• PASSAGE SHOWN
══════════
African Origins of Twerking


Image courtesy of Afriky Lolo
Image courtesy of Afriky Lolo

Urban dictionary defines twerking as “rhythmic gyrating of the lower fleshy extremities in a lascivious manner with the intent to elicit sexual arousal or laughter in ones intended audience.” Recently, twerking has received considerable notoriety, thanks to a much (much, much) discussed awards show performance by pop star Miley Cyrus. The incident is a sad reminder that much of White America’s knowledge of Black culture comes through media imagery. In Cyrus’s case, that imagery includes parading around using Black women as props, in a misguided attempt to shed her Disney Channel roots and acquire some “street cred.” What has been lost in many of these conversations about Cyrus, twerking and perceptions of Black culture in the U.S. is the extent to which dances like twerking are deeply ingrained in African and Afro-diasporic history and traditions.
══════════
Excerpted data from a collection
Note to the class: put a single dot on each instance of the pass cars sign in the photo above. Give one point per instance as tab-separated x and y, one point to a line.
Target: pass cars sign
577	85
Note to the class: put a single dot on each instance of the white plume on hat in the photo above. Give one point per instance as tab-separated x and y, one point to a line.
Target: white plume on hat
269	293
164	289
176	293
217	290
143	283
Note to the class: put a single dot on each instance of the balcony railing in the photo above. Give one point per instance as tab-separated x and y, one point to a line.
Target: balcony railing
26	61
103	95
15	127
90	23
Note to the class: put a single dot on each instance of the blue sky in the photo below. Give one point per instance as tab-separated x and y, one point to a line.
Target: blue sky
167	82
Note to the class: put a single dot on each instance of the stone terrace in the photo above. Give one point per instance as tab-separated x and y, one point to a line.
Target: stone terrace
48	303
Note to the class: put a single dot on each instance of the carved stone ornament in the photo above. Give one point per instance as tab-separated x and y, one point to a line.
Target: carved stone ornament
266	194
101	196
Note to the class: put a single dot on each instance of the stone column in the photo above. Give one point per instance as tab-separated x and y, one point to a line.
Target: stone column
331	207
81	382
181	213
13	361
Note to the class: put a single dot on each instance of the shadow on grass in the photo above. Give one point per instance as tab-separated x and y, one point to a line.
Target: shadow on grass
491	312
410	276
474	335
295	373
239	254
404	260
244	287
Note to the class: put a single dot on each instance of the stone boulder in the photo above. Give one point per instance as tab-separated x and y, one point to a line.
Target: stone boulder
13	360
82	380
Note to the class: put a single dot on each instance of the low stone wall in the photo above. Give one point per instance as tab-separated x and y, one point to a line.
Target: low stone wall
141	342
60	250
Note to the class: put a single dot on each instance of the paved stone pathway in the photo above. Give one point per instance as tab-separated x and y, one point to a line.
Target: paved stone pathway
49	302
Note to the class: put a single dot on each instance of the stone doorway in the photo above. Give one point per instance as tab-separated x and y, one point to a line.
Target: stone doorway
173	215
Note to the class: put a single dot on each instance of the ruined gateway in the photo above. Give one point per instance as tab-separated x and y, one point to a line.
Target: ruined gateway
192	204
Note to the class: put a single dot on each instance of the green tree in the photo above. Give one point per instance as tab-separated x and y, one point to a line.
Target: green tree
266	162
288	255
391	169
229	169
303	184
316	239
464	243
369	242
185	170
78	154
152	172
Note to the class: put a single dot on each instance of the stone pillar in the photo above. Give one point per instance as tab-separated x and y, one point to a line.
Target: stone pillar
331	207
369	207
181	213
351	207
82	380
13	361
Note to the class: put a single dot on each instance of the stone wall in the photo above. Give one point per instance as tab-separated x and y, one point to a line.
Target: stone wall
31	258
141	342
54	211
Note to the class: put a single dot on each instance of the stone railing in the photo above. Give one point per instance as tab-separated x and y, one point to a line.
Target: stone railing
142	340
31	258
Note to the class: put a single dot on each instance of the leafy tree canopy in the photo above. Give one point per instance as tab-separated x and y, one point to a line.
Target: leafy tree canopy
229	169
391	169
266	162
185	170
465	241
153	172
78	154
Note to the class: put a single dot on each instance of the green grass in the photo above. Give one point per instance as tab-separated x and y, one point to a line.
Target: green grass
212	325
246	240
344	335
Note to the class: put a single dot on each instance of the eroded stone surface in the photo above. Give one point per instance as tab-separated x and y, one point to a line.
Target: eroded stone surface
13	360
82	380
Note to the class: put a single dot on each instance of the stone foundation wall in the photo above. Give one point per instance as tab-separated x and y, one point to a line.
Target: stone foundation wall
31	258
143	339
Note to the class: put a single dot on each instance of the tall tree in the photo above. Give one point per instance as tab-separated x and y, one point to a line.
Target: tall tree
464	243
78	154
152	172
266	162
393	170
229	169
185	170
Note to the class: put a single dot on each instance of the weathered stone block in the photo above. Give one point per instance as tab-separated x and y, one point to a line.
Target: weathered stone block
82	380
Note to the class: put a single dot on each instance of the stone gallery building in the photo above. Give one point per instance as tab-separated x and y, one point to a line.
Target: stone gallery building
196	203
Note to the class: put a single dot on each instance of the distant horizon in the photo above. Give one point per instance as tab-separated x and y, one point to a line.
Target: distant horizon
══════════
• INSTRUCTIONS FOR THE TASK
Could you continue the article on the African origins of twerking after its final sentence?

• RESULT OF THE TASK
The actual term “Twerking” comes from New Orleans’ early 90s bounce scene. It was a party dance,  not unlike the cat daddy or the dougie, where men and women would wind and thrust their hips to the bells and chimes of the beat. Modern day twerking is very similar to Mapouka, a dance from Côte d’Ivoire. The dance has existed for centuries and consists of a series of movements emphasizing the buttocks.  Mapouka requires great skill and isolation of muscles. From its origin, Mapouka was a celebratory dance for festivals by Africans and was widely accepted because people believed that this dance led to encounters with God. Research shows that Mapouka has been used as a way to decide mates for young men and women as well.

Over time, this culturally meaningful celebration has become increasingly controversial. Modern Mapouka places a much grater influence on the mating aspects of the tradition incorporating a more sexual and Western attitude. In West Africa the dance had been looked down upon and described as an infectious disease by officials. Mapouka dancers were being chased away by officials in many neighboring countries like Togo and Niger. Mapouka was even banned from Ivorian Television at one point. So before you go out with your friends for “twerk sessions”, remember the culture and rich history and respect it.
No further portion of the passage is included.